[Items stored from a collection]

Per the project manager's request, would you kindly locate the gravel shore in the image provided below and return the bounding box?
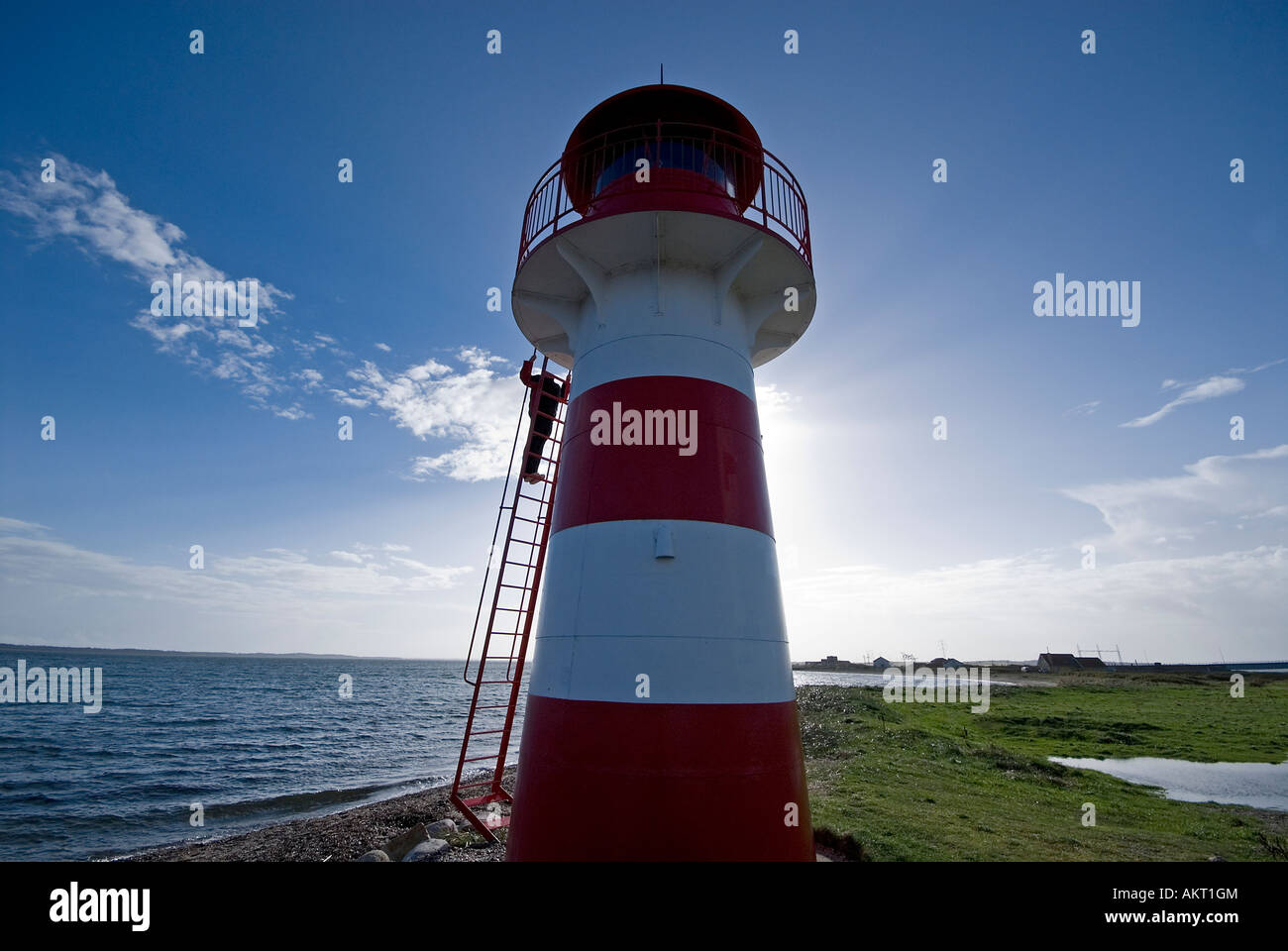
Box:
[120,768,514,862]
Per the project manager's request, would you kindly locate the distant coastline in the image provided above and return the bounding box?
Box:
[0,644,465,664]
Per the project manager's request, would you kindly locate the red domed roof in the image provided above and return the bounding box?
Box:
[561,84,764,214]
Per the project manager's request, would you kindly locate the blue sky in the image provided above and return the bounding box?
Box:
[0,3,1288,660]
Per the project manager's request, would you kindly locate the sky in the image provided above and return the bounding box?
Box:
[0,3,1288,661]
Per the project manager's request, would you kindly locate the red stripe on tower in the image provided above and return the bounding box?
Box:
[551,376,774,535]
[506,86,814,861]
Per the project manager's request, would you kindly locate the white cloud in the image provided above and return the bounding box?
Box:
[1118,357,1288,428]
[338,348,525,482]
[1118,376,1245,428]
[1061,445,1288,547]
[1064,399,1100,416]
[0,518,472,656]
[0,155,301,417]
[0,156,533,480]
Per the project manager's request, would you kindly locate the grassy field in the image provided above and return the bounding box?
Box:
[798,674,1288,861]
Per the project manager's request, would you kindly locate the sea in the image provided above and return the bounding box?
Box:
[0,647,523,861]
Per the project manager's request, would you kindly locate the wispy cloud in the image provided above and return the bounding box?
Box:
[0,155,522,480]
[1118,376,1245,428]
[1064,399,1100,416]
[1118,357,1288,429]
[0,518,473,654]
[336,348,523,482]
[1061,443,1288,547]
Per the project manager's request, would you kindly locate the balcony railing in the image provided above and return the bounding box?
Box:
[516,123,812,268]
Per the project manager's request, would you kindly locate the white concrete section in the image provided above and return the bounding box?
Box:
[528,637,796,703]
[574,334,756,401]
[529,519,795,703]
[511,211,814,376]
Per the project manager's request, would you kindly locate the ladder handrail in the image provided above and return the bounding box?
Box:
[450,352,572,841]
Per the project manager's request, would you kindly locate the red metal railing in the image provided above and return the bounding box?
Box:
[516,123,812,269]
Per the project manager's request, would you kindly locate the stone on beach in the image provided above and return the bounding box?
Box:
[383,822,429,862]
[425,819,456,839]
[402,839,448,862]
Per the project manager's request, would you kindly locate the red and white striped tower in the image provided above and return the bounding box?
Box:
[507,85,814,861]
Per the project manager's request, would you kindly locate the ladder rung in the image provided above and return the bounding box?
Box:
[463,780,510,806]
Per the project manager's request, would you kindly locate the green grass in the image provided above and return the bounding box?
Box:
[798,674,1288,861]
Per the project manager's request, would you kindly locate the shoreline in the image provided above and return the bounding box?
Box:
[115,767,514,862]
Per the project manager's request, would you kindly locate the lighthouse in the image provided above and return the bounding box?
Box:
[506,85,814,861]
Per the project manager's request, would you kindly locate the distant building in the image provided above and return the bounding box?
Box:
[926,657,966,670]
[1038,654,1081,674]
[1038,654,1109,674]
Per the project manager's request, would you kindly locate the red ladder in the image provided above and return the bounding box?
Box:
[451,352,572,841]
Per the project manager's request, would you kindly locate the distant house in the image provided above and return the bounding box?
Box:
[926,657,966,670]
[1038,654,1082,674]
[1038,654,1109,674]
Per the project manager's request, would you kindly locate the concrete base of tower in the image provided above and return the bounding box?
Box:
[506,694,815,862]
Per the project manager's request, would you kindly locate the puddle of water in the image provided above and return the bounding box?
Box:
[1048,757,1288,812]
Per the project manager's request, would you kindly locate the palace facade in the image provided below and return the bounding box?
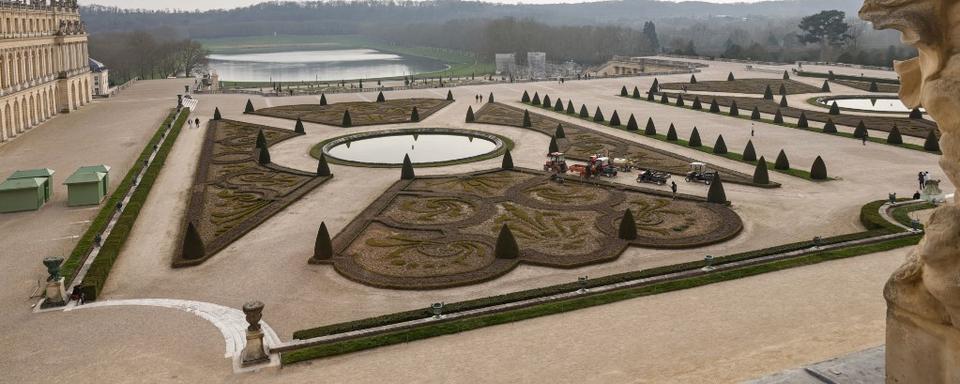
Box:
[0,0,93,142]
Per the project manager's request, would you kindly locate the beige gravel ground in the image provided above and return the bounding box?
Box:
[0,57,954,383]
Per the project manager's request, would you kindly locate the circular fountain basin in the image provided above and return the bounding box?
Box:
[321,128,505,167]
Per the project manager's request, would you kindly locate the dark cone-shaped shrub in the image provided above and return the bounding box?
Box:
[823,119,837,133]
[773,149,790,171]
[310,222,333,261]
[493,224,520,259]
[753,156,770,185]
[797,112,810,128]
[467,106,476,123]
[707,173,727,204]
[923,129,940,152]
[627,115,640,131]
[181,221,207,260]
[619,208,637,241]
[317,153,330,177]
[643,117,657,136]
[810,156,827,180]
[547,137,560,154]
[293,117,307,133]
[710,99,720,113]
[887,124,903,145]
[687,127,703,148]
[713,135,727,155]
[910,108,923,119]
[743,140,757,161]
[400,155,417,180]
[610,111,620,127]
[500,149,513,169]
[853,120,869,139]
[593,107,606,123]
[667,123,679,141]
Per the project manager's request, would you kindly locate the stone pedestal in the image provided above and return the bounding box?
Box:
[886,308,960,384]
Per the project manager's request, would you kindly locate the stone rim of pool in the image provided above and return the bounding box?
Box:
[310,128,512,168]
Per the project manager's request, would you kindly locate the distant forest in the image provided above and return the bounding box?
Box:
[80,0,915,83]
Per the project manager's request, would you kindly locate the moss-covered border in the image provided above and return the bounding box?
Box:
[309,128,514,168]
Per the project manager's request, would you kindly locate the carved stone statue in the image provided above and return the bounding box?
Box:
[860,0,960,383]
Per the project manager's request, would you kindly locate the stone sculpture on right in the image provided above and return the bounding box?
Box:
[860,0,960,383]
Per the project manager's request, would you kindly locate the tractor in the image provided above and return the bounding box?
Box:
[686,162,717,185]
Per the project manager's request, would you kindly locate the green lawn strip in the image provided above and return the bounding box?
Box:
[521,102,820,182]
[293,200,903,340]
[281,235,920,365]
[620,96,941,155]
[72,108,190,301]
[60,111,183,286]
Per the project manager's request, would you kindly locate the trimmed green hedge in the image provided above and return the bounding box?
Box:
[72,108,190,301]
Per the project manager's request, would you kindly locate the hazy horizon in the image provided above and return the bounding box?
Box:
[80,0,772,11]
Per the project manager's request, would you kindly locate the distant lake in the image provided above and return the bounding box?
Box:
[208,49,447,82]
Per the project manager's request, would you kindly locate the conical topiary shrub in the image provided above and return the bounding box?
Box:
[317,152,331,177]
[853,120,869,139]
[400,155,417,180]
[466,106,476,123]
[310,222,333,263]
[707,173,727,204]
[810,156,827,180]
[887,124,903,145]
[823,119,837,134]
[773,149,790,171]
[180,221,207,260]
[687,127,703,148]
[610,110,620,127]
[493,224,520,260]
[713,135,727,155]
[500,148,513,169]
[743,140,757,161]
[618,208,637,241]
[923,129,940,152]
[643,117,657,136]
[753,156,770,185]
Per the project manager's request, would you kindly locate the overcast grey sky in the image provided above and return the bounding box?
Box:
[80,0,758,10]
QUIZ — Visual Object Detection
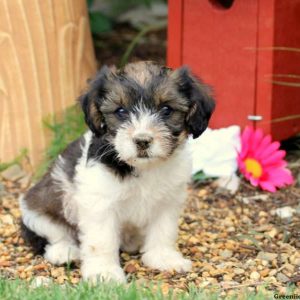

### Task goal
Turn all of the data above into a numbered list with one line per entry, skipping any blank lines. Leave the pictures out of your answer.

### Output for this task
1. Per the project manager's request, would you kindly locate the gravel shore in the image provided below and return the bounding box?
2. Box:
3. [120,768,514,862]
4. Per the project manager's request, would you kindly locate the distant coastline in the image provided above and return the bounding box?
5. Box:
6. [0,644,465,664]
7. Per the project manager's request, would you kindly locate the red domed roof in the image provided above and return the bounding box?
8. Box:
9. [561,84,764,214]
10. Per the project manager's request, would you kindly locate the blue sky in the image provided above and return the bounding box?
11. Box:
12. [0,3,1288,660]
13. Per the project manager's request, would you kindly locate the sky in the image provided above and return the bounding box?
14. Box:
15. [0,3,1288,661]
16. Per the project manager's request, would you kindly locate the red stripe on tower in the image provided above and return the bounding box?
17. Box:
18. [551,376,774,535]
19. [506,86,814,861]
20. Per the project manager's request, would you kindly locate the white cloud in the image provided above and return the bounding box?
21. Box:
22. [1118,357,1288,428]
23. [338,348,525,482]
24. [1118,376,1245,428]
25. [1061,445,1288,547]
26. [1064,399,1100,416]
27. [0,518,472,656]
28. [0,155,301,417]
29. [0,156,533,480]
30. Per the project manager's request, would you kindly locate the grassy field in the image provided above and return the bounding box?
31. Box:
32. [798,674,1288,861]
33. Per the project manager's request, would you kindly locate the sea in the image provided above and return the bounding box?
34. Box:
35. [0,647,523,861]
36. Per the project manager's request, would you kindly locate the wispy cloud in the image provided above and return the bounding box?
37. Box:
38. [0,155,522,480]
39. [1118,376,1245,428]
40. [1064,399,1100,416]
41. [1118,357,1288,429]
42. [0,518,473,654]
43. [336,348,523,482]
44. [1061,443,1288,547]
45. Per the project manager's request, would you kindly locate the balcony railing in the image provided above and return the bounding box?
46. Box:
47. [516,123,812,268]
48. Per the project manager's request, would you kindly locate the white concrete section in the image provided above and return the bounding box?
49. Box:
50. [528,637,796,703]
51. [574,334,756,401]
52. [529,519,795,703]
53. [511,211,814,376]
54. Per the project manager's request, would you kindly locate the ladder handrail in the image provided above and return the bounding box?
55. Box:
56. [450,352,572,841]
57. Per the project manager's request, would you kindly locate the red metal railing in the image provided above and return the bounding box?
58. Box:
59. [516,123,812,269]
60. Per the project manager's request, would you kindly locate the stone on beach in the image provided above and return the bounding box?
61. Box:
62. [383,822,429,862]
63. [425,819,456,839]
64. [402,839,448,862]
65. Per the project manager's request, would you kindly locate the red and white striped tower in the image provided above and return the bounding box?
66. Box:
67. [507,85,814,861]
68. Per the project manager's request, would you kindly locate the ladder rung in the image provided above and return the bounding box?
69. Box:
70. [463,780,510,806]
71. Per the project manager's request, would you kindly locate the green grass in the image provided above and return the bounding box?
72. Box:
73. [798,674,1288,861]
74. Per the project manager's request, would you kindly locate the shoreline in the image provided above and return the bounding box?
75. Box:
76. [115,767,514,862]
77. Per the project manager's request, would you kindly locate the lighthouse in the image provided above and return the bounding box?
78. Box:
79. [506,85,814,861]
80. Per the project manager's request, would you kindly locate the distant building in the image provided above and return the bounding box?
81. Box:
82. [926,657,966,670]
83. [1038,654,1081,674]
84. [1038,654,1109,674]
85. Per the project manager's request, would you kindly locate the red ladder in the image provided above and return the bounding box?
86. Box:
87. [451,352,572,841]
88. Per the project manager's request, would you kindly locate the distant house in the image provided above and return the bounding box?
89. Box:
90. [926,657,966,670]
91. [1038,654,1082,674]
92. [1038,654,1109,674]
93. Per the project manager's request, would you kindly locate the concrete base of tower in the image provided above and return the bounding box?
94. Box:
95. [506,694,815,862]
96. Per the project manager's request, would you kindly locate the puddle of water in the image provided above and return the bounding box?
97. Box:
98. [1048,757,1288,812]
99. Per the project manager's request, would you kindly locate the palace facade in the image provided below and return the bounding box?
100. Box:
101. [0,0,93,142]
102. Per the project manager's request, would you kindly locate the beige gravel ground in the image provided above and return the bounding box?
103. Box:
104. [0,57,954,383]
105. Per the project manager's request, would you kindly locate the circular fountain basin in the image provided above and return the bounding box?
106. Box:
107. [321,128,505,167]
108. Per the project manager's request, would you kindly locate the dark cone-shaped shrub in the image provided above and return the bounding box?
109. Box:
110. [823,119,837,133]
111. [773,149,790,171]
112. [310,222,333,261]
113. [493,224,520,259]
114. [753,156,770,185]
115. [797,112,810,128]
116. [467,106,476,123]
117. [707,173,727,204]
118. [923,129,940,152]
119. [627,115,640,131]
120. [181,221,207,260]
121. [619,208,637,241]
122. [317,153,330,177]
123. [643,117,657,136]
124. [810,156,827,180]
125. [547,137,560,154]
126. [293,117,307,133]
127. [710,99,720,113]
128. [887,124,903,145]
129. [687,127,703,148]
130. [713,135,727,155]
131. [910,108,923,119]
132. [743,140,757,161]
133. [400,155,417,180]
134. [610,111,620,127]
135. [500,149,513,169]
136. [853,120,869,139]
137. [593,107,606,123]
138. [667,123,679,141]
139. Per the project manager's request, would you kindly locate the stone pedestal in the image provided above and return the bounding box?
140. Box:
141. [886,308,960,384]
142. Per the project manager's request, would you kindly locate the stone rim of pool in the image provided above and return the bounding box?
143. Box:
144. [310,128,512,168]
145. Per the project manager's request, would you kindly locate the distant forest in the image provided above and return the bounding box?
146. Box:
147. [80,0,915,83]
148. Per the project manager's request, would you kindly locate the moss-covered border in the image provided above and return the bounding box?
149. Box:
150. [309,128,514,168]
151. Per the project manager's request, would you kindly locate the carved stone statue in the image provided above and return the bounding box?
152. Box:
153. [860,0,960,383]
154. Per the project manager's request, would you kindly locate the stone sculpture on right in the image provided above and return the bounding box?
155. Box:
156. [860,0,960,383]
157. Per the project manager's request, would you kindly locate the tractor in the image provided above and return the bounding box?
158. Box:
159. [686,162,717,185]
160. Per the project manager's request, would you kindly locate the green lawn strip in the image provided above and return the bounding box?
161. Box:
162. [521,102,820,182]
163. [293,200,903,340]
164. [281,235,920,365]
165. [620,96,941,155]
166. [72,108,190,301]
167. [60,111,183,286]
168. Per the project manager's request, would you kindly locate the trimmed green hedge in the image provided above and return the bounding box?
169. Box:
170. [72,108,190,301]
171. Per the project manager's request, would you kindly locate the hazy horizon in the image provided above and return the bounding box?
172. Box:
173. [80,0,772,11]
174. Per the project manager's request, would you kindly locate the distant lake in the image provided above and return the bounding box?
175. Box:
176. [208,49,447,82]
177. Per the project manager's request, would you kindly locate the conical topiary shrub in the image provided above and return the bounding box?
178. Box:
179. [317,152,331,177]
180. [853,120,869,139]
181. [400,155,417,180]
182. [466,106,476,123]
183. [310,222,333,263]
184. [707,173,727,204]
185. [810,156,827,180]
186. [887,124,903,145]
187. [823,119,837,134]
188. [773,149,790,171]
189. [180,221,207,260]
190. [687,127,703,148]
191. [610,110,620,127]
192. [493,224,520,260]
193. [713,135,727,155]
194. [500,148,513,169]
195. [743,140,757,161]
196. [618,208,637,241]
197. [923,129,940,152]
198. [643,117,657,136]
199. [753,156,770,185]
200. Per the project manager's request, would you kindly locate the overcast grey sky in the image provided above and return the bounding box?
201. Box:
202. [80,0,758,10]
203. QUIZ — Visual Object Detection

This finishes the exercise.